**Texte extrait**
________

Le processus d’identification est un mécanisme bien connu dans le milieu du cinéma et de la télévision, il est surtout utilisé par les scénaristes américains dans toutes leurs créations, films, téléfilms ou séries. Et il n’est pas exagéré de dire que c’est la clé absolue du succès d’une fiction. Si cette étape est ratée, l’histoire ne fonctionnera pas, même avec des millions de dollars d’effets spéciaux et des acteurs au meilleur de leur forme.
Quel est donc ce mécanisme si puissant ?
Tout le monde sait ce que signifie « s’identifier à quelqu’un », on se sent proche de cette personne, on la comprend, on ressent les mêmes choses qu’elle.
Par contre on connaît moins bien le processus qui provoque cette identification. La technique employée par les auteurs est pourtant très simple et peut se résumer de la façon suivante.
Pour qu’il y ait identification avec un personnage dans le cadre d’une oeuvre dramatique, on doit comprendre clairement dès son apparition dans l’histoire :
Dans le jargon scénaristique on dit du personnage qu’ « il vit du (!) conflit », expression assez rigolote mais tout à fait parlante.
Présenté de cette façon cela peut paraître presque trop simple, et pourtant ce schéma fonctionne parfaitement, et le plus souvent à notre insu.
Pour mieux comprendre, prenons un exemple de la vie courante.

________

Enregistrements de cadres étiquetés

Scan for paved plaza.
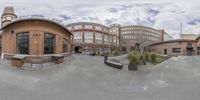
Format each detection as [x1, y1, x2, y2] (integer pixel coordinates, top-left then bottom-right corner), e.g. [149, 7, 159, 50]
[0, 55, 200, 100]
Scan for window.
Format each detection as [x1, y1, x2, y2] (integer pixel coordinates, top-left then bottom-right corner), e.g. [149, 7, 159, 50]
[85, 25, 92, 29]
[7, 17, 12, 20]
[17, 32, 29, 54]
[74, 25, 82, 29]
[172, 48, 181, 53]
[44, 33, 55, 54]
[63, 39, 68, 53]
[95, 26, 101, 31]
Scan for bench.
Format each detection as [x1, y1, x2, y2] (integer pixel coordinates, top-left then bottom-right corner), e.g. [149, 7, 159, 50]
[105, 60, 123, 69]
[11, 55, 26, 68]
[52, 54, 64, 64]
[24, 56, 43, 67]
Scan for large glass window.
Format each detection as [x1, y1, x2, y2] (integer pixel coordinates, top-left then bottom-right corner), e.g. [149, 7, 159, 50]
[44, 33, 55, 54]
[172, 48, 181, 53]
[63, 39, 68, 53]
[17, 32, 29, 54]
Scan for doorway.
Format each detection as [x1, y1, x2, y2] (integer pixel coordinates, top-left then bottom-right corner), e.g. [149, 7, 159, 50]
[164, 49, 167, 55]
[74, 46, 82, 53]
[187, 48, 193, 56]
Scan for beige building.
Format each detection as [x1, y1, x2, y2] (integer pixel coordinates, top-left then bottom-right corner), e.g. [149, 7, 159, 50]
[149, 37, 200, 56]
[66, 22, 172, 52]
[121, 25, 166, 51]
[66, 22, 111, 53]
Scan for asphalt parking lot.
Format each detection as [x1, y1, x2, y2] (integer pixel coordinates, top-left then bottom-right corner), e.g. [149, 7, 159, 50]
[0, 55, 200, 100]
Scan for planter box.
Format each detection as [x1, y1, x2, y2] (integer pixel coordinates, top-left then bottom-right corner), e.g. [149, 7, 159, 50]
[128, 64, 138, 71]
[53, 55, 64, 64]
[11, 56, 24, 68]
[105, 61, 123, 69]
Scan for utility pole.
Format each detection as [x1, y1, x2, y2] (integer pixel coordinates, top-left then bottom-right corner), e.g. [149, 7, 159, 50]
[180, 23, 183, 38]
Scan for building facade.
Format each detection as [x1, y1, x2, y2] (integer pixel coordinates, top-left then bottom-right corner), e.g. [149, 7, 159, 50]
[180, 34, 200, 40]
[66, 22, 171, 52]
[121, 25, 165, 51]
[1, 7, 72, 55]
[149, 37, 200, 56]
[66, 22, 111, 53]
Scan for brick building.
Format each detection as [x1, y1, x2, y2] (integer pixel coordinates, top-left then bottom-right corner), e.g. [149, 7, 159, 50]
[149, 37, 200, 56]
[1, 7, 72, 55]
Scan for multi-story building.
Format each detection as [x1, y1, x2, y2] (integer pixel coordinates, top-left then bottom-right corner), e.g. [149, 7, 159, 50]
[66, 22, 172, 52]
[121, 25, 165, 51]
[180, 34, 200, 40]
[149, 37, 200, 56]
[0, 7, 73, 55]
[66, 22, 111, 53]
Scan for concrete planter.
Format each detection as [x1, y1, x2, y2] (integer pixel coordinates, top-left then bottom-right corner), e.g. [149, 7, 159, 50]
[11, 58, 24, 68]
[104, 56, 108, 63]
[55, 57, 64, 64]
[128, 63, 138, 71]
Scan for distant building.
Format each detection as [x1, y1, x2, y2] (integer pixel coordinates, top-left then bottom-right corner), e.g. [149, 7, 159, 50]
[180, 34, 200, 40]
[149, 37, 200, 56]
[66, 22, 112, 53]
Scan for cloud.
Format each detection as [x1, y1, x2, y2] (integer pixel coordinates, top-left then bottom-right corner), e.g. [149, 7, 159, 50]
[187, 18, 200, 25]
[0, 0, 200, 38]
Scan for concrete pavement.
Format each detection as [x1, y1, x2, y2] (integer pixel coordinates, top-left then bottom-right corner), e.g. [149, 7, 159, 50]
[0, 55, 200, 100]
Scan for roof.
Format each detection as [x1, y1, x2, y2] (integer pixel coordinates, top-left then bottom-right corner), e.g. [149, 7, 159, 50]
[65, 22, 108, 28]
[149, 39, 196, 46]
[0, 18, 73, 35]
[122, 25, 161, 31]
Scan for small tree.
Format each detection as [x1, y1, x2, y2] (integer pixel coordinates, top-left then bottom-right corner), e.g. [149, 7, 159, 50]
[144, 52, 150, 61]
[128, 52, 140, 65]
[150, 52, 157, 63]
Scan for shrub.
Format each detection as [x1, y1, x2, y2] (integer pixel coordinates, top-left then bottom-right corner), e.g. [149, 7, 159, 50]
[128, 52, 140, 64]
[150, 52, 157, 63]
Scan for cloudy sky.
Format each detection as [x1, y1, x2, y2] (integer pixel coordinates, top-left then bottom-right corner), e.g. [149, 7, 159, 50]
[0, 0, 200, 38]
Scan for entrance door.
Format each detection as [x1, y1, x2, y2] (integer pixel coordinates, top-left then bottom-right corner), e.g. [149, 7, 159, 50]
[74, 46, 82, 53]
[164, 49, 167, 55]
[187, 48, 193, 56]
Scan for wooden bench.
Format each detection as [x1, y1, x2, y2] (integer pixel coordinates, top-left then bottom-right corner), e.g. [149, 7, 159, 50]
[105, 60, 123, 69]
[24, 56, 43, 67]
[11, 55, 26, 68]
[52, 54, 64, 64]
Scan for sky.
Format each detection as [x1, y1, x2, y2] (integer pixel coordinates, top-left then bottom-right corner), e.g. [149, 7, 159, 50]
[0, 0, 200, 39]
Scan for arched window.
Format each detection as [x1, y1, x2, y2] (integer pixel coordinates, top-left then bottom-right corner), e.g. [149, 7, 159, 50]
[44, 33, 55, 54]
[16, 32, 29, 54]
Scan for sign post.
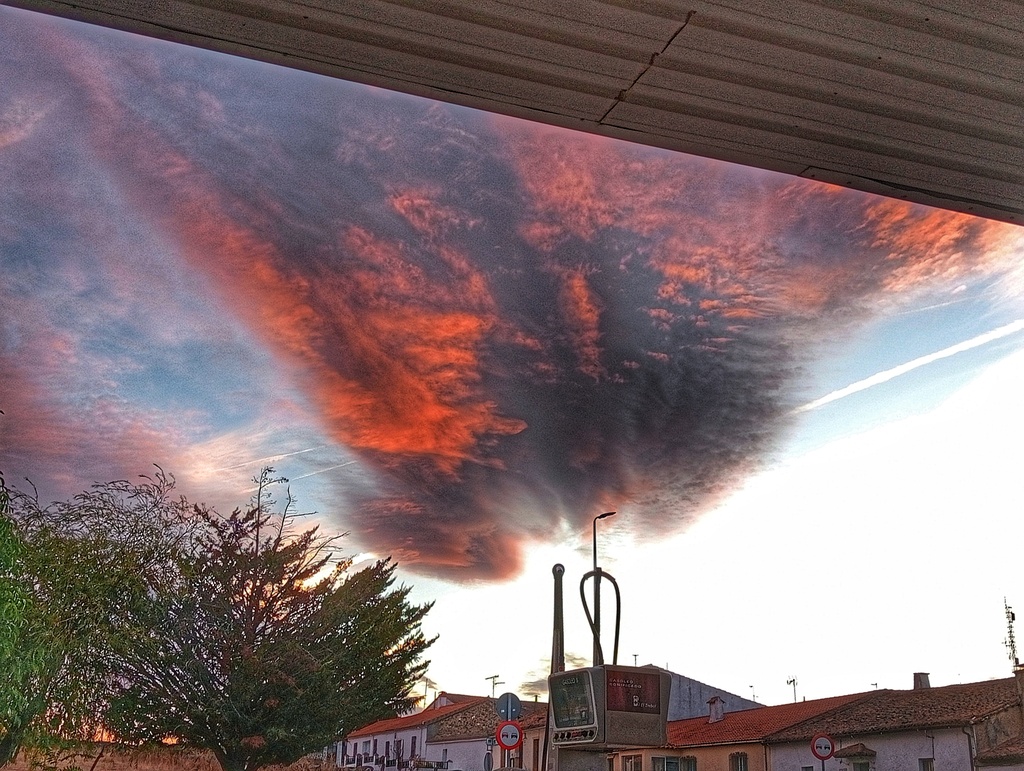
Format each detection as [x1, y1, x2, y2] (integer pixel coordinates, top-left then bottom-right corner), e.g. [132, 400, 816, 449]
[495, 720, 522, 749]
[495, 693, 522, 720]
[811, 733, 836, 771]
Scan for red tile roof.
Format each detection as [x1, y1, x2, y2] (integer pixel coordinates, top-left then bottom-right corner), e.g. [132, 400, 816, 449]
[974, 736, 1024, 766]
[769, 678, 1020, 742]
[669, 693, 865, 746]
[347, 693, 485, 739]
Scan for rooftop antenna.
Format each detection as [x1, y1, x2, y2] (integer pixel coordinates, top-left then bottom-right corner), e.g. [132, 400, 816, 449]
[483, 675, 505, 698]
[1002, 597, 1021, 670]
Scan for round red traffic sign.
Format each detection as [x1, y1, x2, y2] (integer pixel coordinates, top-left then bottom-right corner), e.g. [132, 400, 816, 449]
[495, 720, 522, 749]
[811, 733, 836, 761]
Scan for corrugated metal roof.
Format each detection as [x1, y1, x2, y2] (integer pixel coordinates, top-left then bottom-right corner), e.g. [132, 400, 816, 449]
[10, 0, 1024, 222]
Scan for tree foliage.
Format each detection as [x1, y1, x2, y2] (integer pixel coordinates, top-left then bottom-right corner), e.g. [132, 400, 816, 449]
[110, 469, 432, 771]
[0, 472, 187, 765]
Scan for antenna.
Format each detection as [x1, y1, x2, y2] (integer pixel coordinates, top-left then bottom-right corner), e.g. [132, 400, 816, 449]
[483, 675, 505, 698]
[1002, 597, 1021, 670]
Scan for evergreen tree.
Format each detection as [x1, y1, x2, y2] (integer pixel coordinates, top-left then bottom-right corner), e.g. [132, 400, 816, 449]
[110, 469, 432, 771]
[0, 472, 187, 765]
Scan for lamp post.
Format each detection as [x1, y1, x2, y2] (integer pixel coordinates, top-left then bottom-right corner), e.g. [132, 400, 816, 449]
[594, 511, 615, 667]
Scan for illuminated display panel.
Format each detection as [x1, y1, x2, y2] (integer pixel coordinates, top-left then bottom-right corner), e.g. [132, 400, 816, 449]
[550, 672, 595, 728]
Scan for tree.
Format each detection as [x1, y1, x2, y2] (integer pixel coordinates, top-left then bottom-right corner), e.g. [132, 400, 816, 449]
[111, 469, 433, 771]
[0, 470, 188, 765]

________

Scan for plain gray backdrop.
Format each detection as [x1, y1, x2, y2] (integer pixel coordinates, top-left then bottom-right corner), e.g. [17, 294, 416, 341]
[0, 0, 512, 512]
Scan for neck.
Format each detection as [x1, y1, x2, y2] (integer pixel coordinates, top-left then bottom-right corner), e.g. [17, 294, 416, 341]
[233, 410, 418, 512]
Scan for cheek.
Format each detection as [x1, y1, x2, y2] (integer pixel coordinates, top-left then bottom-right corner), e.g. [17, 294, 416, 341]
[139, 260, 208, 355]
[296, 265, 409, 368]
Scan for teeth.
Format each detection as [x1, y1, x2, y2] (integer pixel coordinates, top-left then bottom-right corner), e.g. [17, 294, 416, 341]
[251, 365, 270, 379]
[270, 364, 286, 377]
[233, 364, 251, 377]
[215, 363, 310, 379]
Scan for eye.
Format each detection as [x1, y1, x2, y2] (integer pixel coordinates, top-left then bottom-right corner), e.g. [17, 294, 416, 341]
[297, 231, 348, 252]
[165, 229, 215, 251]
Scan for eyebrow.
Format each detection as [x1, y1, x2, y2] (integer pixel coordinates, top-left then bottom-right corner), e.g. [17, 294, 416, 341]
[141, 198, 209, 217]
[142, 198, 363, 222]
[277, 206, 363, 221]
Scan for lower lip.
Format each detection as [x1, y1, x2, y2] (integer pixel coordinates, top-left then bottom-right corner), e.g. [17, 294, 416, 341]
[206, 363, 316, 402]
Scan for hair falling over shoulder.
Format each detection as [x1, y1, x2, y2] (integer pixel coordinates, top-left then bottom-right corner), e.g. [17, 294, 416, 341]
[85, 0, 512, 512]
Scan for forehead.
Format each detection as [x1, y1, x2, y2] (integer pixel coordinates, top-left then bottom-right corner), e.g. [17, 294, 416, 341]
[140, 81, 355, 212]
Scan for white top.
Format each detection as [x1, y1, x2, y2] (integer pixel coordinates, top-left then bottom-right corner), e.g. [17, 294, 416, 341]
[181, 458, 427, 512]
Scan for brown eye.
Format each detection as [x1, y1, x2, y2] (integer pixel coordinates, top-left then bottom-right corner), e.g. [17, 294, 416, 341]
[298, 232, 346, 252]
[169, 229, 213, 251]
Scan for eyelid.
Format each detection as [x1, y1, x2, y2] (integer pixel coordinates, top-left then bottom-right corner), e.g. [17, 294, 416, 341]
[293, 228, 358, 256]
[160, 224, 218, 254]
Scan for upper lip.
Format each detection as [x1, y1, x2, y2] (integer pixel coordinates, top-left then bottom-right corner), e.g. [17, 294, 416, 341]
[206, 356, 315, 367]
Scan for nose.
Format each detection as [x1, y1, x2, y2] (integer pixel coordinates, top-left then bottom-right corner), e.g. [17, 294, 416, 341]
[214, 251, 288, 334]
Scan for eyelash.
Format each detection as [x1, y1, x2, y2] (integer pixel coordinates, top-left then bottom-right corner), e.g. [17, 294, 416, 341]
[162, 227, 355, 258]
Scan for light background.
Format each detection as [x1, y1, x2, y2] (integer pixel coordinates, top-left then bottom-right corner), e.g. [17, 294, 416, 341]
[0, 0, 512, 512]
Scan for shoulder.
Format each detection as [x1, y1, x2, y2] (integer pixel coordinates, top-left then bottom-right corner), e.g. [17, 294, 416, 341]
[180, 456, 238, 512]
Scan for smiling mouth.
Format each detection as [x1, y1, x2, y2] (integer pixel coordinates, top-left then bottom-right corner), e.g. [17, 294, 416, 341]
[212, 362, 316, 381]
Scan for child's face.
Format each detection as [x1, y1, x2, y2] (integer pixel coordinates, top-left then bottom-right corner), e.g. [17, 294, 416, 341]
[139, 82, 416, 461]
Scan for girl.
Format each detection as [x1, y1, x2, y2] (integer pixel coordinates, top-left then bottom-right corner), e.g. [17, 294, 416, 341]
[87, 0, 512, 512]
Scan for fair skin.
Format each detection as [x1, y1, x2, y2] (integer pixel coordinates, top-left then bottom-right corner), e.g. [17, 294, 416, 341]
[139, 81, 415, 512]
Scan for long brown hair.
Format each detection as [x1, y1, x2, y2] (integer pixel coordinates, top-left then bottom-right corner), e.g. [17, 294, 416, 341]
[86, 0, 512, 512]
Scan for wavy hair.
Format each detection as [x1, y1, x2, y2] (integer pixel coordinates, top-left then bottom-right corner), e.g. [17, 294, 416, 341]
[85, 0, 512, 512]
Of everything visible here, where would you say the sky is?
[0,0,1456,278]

________

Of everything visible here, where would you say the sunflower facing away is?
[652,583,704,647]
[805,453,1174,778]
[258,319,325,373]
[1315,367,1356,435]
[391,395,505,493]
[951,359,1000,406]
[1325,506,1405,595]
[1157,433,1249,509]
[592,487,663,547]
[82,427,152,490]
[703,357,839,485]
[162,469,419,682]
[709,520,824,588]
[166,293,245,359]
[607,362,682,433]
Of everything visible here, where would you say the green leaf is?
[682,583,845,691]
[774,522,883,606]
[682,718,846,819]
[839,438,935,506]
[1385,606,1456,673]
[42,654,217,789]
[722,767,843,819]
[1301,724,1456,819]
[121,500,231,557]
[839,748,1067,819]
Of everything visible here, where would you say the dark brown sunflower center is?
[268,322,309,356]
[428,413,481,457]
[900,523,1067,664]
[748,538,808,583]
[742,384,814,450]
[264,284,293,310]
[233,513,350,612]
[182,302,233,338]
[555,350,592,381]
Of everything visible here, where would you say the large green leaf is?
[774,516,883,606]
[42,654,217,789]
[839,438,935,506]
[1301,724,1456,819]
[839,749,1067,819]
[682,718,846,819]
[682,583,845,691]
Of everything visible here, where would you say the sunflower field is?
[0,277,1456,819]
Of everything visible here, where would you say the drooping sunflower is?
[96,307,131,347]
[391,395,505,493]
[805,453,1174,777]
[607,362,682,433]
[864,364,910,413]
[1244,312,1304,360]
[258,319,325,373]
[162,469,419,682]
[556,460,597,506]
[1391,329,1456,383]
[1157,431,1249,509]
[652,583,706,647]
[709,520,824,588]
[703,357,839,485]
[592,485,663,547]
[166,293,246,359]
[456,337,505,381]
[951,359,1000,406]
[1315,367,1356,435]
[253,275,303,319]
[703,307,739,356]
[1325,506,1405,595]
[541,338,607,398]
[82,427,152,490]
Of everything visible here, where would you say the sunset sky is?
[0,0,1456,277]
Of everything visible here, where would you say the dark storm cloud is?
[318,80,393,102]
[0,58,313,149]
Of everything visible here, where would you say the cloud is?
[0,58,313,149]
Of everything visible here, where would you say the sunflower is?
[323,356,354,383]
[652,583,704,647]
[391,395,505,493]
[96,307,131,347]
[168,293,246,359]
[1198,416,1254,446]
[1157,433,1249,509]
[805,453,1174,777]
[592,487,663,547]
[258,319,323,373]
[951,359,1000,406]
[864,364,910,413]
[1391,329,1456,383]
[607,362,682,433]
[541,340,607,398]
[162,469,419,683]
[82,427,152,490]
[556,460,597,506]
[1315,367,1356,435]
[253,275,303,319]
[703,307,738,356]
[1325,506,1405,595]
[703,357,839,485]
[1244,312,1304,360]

________

**Travail demandé**
a - Mettez à jour les enregistrements de la partie qui s'ouvre sur la ligne contenant « facing away is? » et se ferme sur la ligne contenant « [0,277,1456,819] ». Reproduisez ces lignes en remplaçant « sunflower » par « flower », sans rien modifier d'autre.
b - Rédigez la suite du texte sur le processus d'identification dans la fiction.

**Corrigé des exercices**
a -
Of everything visible here, where would you say the flower facing away is?
[652,583,704,647]
[805,453,1174,778]
[258,319,325,373]
[1315,367,1356,435]
[391,395,505,493]
[951,359,1000,406]
[1325,506,1405,595]
[1157,433,1249,509]
[592,487,663,547]
[82,427,152,490]
[703,357,839,485]
[162,469,419,682]
[709,520,824,588]
[166,293,245,359]
[607,362,682,433]
Of everything visible here, where would you say the green leaf is?
[682,583,845,691]
[774,522,883,606]
[682,718,846,819]
[839,438,935,506]
[1385,606,1456,673]
[42,654,217,789]
[722,767,843,819]
[1301,724,1456,819]
[121,500,231,557]
[839,748,1067,819]
Of everything visible here, where would you say the dark brown flower center is?
[268,322,309,356]
[428,413,481,457]
[900,523,1067,664]
[748,538,808,583]
[742,384,814,450]
[264,284,293,310]
[233,513,350,612]
[182,302,233,338]
[555,350,592,381]
Of everything visible here, where would you say the large green leaf is?
[774,516,883,606]
[42,654,217,789]
[839,438,935,506]
[1301,724,1456,819]
[839,749,1067,819]
[682,718,846,819]
[682,583,845,691]
Of everything visible here, where would you say the flower field is?
[0,277,1456,819]

b -
Vous marchez tranquillement dans la rue. Sur le trottoir d’en face vous apercevez un homme qui avance sans se presser, une serviette à la main. Son pas est régulier, son visage ne trahit aucune émotion particulière, il ne se différencie pas des autres passants. Disons-le tout net, il ne vous intéresse pas et il est probable que votre regard se portera ailleurs.
Maintenant changeons quelques éléments de la scène. A présent cet homme avance d’un pas plus rapide, il fixe un point devant lui, regarde sa montre, son expression est anxieuse. Un peu intrigué(e) vous suivez son regard, à 50 mètres se trouve un arrêt de bus.
Soudain l’autocar arrive d’une rue transversale. Comme il y a peu de monde, il risque de repartir très vite. Vous regardez à nouveau notre homme, il se met à courir. Il y a des chances pour qu’intérieurement vous pensiez « Dépêche-toi ! ». Maintenant, votre regard va de l’homme à l’autocar, évaluant la distance qui lui reste à parcourir. Et quand cet autre passant le bouscule, lui faisant perdre de précieuses secondes, vous vous surprenez à étouffer une exclamation de colère !
C’est fait, vous venez d’être « victime » du processus d’identification. En un éclair vous avez pris le parti de cet homme qui veut attraper son bus, vous voulez qu’il y parvienne. Et si vous suivez cette scène de l’intérieur du bus, il est probable que vous vous lèverez pour crier au chauffeur « Attendez, il y a quelqu’un ! »
Que s’est-il passé ?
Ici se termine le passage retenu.